## [Recorded information]
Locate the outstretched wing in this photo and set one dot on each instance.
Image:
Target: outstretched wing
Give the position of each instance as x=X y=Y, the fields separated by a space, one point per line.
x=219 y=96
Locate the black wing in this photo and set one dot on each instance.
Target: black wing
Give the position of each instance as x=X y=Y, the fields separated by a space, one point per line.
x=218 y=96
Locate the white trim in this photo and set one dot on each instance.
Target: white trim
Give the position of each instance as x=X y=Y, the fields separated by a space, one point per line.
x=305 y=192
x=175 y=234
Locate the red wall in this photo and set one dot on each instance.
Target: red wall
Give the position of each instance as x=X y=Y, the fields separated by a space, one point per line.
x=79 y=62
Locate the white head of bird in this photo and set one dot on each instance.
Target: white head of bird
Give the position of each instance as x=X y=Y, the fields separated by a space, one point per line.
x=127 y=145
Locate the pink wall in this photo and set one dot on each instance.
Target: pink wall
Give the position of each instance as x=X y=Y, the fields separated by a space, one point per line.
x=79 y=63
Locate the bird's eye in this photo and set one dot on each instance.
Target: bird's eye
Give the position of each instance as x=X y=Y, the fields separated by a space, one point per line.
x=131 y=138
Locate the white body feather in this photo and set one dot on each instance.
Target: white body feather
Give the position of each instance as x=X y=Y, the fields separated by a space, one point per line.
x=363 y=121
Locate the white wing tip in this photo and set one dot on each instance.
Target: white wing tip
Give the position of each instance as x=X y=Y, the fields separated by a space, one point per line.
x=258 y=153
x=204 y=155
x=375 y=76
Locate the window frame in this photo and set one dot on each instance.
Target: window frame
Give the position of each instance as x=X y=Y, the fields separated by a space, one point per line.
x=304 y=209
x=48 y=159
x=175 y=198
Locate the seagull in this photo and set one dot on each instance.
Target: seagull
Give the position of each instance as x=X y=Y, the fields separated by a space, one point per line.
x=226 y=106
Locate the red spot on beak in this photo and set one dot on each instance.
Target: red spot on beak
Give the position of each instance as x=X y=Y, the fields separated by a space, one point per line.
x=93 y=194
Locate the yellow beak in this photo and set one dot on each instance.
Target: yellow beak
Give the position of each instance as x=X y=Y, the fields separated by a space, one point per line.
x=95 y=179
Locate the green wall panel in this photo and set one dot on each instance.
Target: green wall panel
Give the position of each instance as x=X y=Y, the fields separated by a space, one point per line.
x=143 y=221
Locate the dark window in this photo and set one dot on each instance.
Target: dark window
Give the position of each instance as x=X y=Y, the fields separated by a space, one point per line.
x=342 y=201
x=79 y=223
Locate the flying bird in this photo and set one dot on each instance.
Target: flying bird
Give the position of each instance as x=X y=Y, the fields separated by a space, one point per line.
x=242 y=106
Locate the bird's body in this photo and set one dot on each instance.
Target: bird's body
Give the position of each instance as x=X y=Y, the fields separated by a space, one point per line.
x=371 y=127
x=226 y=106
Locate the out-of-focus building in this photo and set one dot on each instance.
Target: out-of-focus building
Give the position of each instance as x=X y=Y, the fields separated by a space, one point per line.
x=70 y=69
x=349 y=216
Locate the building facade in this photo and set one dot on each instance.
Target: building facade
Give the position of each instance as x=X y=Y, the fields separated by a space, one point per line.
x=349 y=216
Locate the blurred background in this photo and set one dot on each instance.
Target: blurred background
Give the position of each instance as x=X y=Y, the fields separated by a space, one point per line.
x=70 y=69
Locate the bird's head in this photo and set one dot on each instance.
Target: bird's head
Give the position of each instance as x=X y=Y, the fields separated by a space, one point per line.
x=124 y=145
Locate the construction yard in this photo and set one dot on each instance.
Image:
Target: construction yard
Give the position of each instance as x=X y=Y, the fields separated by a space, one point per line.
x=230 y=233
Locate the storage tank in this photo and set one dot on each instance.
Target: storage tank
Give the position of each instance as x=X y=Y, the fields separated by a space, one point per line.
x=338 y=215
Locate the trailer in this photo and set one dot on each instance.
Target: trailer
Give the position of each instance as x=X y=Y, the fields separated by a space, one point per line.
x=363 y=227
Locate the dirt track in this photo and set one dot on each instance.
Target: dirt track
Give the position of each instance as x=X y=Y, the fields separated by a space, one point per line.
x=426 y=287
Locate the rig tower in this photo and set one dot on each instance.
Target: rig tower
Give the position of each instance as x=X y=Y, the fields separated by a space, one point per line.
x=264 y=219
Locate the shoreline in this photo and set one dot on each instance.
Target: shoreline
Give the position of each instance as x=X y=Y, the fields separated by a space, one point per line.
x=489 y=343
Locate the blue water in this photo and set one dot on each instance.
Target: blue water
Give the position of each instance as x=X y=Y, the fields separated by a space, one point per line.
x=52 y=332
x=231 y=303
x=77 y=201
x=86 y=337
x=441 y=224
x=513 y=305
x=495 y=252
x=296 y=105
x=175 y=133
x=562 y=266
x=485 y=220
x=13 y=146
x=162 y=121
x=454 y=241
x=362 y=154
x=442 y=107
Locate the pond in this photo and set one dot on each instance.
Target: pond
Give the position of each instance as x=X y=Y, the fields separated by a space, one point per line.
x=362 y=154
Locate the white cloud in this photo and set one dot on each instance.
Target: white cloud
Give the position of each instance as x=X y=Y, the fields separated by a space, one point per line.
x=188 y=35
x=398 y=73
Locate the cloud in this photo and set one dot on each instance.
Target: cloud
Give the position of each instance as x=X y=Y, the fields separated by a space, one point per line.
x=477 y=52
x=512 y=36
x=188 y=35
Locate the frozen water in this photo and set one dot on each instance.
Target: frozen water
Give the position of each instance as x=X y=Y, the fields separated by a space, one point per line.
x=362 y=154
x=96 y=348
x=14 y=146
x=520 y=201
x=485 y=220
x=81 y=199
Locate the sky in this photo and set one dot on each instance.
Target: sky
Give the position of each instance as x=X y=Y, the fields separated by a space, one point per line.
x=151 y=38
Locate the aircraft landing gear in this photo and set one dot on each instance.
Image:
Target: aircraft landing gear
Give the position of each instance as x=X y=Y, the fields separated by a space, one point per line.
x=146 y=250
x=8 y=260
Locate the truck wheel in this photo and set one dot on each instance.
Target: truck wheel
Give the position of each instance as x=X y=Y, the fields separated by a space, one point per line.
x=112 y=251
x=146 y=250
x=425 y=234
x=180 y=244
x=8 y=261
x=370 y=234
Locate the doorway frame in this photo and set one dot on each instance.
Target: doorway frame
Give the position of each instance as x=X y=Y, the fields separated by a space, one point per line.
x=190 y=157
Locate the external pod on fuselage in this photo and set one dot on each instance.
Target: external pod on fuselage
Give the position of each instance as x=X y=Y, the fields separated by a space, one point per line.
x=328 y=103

## [Exercise details]
Render the part of the records that opens with the line containing "Locate the external" and runs through the end of the records as a Markdown table with the columns Row and Text. Put the row number under Row and each line under Text, skipping blank lines.

## [Result of this task]
| Row | Text |
|---|---|
| 1 | Locate the external pod on fuselage in this photo and set one dot on each instance. |
| 2 | Target: external pod on fuselage |
| 3 | Give the position of each instance as x=X y=Y, the fields separated by a space, one point per line. |
| 4 | x=328 y=103 |